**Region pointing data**
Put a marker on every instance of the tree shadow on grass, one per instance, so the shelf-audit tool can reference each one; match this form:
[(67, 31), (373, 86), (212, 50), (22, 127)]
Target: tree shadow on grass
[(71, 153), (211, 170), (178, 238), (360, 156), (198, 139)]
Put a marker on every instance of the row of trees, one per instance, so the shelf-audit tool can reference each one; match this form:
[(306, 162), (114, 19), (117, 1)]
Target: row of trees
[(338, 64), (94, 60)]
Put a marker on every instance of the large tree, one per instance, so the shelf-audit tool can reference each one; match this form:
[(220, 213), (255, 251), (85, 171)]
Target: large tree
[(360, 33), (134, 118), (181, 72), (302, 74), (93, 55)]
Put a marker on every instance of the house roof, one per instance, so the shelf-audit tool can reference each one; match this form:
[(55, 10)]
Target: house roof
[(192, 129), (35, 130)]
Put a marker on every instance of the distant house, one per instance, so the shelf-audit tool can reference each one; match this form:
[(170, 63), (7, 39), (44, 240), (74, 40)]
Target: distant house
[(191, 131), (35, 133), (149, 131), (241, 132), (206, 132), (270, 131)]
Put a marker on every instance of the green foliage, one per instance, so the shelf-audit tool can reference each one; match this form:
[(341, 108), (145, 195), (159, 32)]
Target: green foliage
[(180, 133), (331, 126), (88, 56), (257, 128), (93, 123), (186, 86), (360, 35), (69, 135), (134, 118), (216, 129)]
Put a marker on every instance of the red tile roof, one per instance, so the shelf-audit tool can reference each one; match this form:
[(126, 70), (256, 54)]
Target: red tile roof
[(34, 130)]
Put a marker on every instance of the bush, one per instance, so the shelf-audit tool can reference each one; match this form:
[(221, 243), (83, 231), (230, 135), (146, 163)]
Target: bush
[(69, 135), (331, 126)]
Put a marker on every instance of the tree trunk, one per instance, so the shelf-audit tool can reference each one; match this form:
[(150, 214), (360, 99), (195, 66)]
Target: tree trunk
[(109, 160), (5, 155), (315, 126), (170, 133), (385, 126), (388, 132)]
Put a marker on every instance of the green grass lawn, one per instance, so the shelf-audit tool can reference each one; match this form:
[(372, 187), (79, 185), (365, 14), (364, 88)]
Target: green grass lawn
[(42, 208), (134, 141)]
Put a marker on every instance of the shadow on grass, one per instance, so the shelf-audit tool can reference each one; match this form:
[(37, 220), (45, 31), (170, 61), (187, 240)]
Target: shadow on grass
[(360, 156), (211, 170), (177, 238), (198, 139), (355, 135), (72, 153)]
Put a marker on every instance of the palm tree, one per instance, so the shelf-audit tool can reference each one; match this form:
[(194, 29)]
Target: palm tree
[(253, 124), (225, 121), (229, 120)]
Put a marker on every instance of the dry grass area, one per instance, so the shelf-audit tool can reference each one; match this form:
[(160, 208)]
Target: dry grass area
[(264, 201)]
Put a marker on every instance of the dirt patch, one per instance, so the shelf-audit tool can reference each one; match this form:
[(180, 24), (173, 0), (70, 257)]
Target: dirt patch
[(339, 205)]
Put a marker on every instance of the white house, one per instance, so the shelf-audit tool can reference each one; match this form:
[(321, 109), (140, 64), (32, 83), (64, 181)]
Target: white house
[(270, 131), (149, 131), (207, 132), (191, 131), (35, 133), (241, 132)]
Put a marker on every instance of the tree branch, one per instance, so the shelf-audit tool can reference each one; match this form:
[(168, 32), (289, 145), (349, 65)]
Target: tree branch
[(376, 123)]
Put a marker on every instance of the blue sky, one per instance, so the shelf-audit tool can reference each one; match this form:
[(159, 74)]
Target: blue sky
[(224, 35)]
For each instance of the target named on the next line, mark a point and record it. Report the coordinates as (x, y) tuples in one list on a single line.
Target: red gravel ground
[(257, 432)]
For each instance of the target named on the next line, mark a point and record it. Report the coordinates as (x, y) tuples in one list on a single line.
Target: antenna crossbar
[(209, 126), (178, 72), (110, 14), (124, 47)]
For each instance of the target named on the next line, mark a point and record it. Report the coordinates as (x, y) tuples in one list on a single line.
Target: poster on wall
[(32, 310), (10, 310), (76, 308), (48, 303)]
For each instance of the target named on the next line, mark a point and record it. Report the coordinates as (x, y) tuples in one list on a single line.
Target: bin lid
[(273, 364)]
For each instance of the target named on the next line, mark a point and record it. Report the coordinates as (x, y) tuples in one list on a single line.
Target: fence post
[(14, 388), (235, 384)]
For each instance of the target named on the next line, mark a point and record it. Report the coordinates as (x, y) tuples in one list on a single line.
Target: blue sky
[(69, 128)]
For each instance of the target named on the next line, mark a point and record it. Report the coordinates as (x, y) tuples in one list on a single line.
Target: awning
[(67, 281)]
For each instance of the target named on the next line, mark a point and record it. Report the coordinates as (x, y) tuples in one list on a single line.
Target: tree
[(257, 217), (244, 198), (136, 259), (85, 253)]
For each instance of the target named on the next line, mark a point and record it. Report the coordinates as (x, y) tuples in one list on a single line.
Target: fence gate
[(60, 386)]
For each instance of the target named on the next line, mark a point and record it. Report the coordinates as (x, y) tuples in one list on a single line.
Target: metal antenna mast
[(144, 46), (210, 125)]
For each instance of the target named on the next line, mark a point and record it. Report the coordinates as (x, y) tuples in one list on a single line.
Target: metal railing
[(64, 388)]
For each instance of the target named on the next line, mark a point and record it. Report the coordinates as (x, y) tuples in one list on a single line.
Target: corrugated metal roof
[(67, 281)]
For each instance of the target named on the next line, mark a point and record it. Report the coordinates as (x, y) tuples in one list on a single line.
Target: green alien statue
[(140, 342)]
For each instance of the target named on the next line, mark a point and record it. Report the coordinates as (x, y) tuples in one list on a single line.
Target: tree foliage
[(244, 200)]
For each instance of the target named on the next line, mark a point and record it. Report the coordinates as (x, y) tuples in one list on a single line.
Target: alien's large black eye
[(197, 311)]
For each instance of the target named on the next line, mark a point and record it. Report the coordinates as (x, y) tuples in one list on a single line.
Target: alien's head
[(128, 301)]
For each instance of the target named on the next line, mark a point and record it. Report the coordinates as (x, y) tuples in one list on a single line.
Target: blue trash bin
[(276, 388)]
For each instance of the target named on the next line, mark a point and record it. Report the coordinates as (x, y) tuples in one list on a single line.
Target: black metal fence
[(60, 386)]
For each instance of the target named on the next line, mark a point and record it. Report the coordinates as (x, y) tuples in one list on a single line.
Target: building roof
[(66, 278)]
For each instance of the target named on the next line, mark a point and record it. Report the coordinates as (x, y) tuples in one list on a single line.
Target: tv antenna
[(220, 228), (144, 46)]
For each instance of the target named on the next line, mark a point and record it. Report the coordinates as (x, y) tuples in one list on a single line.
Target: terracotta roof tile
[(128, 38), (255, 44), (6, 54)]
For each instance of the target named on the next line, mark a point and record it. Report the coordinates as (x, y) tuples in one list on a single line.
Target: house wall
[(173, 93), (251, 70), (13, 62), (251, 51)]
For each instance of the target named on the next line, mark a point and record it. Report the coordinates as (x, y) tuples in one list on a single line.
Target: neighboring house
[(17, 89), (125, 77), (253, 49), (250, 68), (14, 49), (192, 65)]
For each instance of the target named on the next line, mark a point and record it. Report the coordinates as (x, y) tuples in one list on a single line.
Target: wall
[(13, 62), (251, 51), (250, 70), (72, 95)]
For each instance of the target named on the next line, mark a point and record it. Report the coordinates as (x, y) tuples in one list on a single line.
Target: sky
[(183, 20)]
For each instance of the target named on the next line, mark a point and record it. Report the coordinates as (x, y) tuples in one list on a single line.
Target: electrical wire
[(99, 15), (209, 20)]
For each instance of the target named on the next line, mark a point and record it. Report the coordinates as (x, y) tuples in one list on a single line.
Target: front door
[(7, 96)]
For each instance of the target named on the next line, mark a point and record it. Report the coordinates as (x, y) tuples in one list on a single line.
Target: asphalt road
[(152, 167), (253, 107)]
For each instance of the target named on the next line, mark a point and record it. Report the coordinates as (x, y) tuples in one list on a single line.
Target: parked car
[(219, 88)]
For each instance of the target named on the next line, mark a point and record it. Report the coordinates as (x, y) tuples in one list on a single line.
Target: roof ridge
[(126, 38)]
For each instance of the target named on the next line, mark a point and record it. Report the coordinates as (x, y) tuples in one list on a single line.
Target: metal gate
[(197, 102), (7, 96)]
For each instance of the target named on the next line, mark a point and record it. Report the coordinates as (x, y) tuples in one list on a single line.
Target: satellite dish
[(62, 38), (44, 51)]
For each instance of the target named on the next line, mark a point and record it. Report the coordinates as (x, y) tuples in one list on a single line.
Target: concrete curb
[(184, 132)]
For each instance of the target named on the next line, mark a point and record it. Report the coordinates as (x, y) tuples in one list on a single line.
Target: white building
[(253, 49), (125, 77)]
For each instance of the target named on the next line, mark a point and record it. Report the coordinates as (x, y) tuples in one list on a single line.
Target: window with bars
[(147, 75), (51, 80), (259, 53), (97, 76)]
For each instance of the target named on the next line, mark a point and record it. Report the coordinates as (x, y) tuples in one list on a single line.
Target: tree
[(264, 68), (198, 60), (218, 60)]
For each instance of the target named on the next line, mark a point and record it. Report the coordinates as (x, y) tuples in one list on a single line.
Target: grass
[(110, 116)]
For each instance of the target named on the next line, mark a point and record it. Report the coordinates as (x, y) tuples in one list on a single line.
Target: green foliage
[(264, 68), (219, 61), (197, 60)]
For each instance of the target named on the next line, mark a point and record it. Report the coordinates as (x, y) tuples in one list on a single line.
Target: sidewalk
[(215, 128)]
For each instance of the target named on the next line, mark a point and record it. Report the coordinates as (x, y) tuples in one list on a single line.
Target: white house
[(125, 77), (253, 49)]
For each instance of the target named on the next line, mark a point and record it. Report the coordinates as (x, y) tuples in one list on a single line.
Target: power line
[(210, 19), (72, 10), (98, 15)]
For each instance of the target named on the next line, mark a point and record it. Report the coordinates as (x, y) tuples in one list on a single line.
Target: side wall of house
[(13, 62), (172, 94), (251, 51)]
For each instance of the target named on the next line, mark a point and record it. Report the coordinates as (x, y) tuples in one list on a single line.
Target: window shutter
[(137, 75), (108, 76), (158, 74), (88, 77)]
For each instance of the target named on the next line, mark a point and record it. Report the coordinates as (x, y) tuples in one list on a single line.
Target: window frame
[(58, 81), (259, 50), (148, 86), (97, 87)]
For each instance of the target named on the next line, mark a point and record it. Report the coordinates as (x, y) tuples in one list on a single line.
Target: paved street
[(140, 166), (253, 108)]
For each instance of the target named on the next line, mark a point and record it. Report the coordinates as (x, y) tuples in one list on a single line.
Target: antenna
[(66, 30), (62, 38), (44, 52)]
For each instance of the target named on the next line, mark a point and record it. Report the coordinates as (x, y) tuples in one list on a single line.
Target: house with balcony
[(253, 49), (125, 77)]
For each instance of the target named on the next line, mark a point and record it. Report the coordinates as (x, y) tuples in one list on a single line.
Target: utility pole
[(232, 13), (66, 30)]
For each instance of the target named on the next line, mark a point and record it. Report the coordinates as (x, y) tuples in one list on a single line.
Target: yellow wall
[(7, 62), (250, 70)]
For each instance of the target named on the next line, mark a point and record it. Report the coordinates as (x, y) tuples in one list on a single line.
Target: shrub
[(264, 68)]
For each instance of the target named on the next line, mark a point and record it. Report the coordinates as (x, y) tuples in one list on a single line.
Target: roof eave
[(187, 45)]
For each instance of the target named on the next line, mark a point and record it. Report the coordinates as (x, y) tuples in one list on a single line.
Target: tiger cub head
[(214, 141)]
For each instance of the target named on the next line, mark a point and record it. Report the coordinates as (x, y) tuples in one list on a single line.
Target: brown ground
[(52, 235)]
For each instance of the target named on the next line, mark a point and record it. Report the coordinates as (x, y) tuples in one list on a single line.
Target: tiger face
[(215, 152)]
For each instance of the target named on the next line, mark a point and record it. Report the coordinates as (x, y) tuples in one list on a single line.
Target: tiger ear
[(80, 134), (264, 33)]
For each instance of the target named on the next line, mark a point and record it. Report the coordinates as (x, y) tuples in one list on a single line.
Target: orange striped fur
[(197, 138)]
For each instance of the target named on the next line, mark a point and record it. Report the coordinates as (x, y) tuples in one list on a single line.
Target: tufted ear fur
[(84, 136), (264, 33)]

**REQUIRED WORK**
From the records above, reproduce exactly the lines from the one with "Target: large tree" to the one with "[(150, 214), (360, 99), (195, 66)]", both included, and no others.

**SOLUTION FOR THIS EXERCISE**
Target: large tree
[(360, 33), (134, 118), (181, 72), (302, 74), (93, 55)]
Put a marker on every instance of the house roof, one per instance, so the shelf-audit tool can reference each one; match this form:
[(55, 10)]
Target: house roof
[(192, 129), (35, 130)]
Put a marker on every instance of the distant house, one per instance, so the shelf-audit tool can reference each one; match this form:
[(170, 63), (7, 39), (44, 240), (74, 40)]
Target: distant house
[(191, 131), (35, 133), (149, 131), (241, 132), (206, 132), (270, 131)]
Put a marker on every instance of the green foliage, one per instance, so the shelf-audit tool can reference each one; match this form:
[(341, 108), (145, 195), (159, 32)]
Target: green foliage
[(180, 133), (331, 126), (88, 56), (257, 128), (93, 123), (186, 86), (360, 35), (69, 135), (134, 118), (216, 129)]
Put a marker on every instance of the red tile roof, one per instance, so the shelf-audit tool can reference each one; match this form:
[(126, 70), (256, 54)]
Target: red tile roof
[(34, 130)]
Put a marker on every instance of the bush, one per instance, so the shelf-audit tool can reference each one; match this form:
[(221, 243), (83, 231), (230, 135), (146, 163)]
Target: bush
[(69, 135), (331, 126)]
Put a marker on every instance of the tree trunk, one per instance, so the shelf-audit tool can reference each one; match this form:
[(150, 214), (360, 99), (195, 66)]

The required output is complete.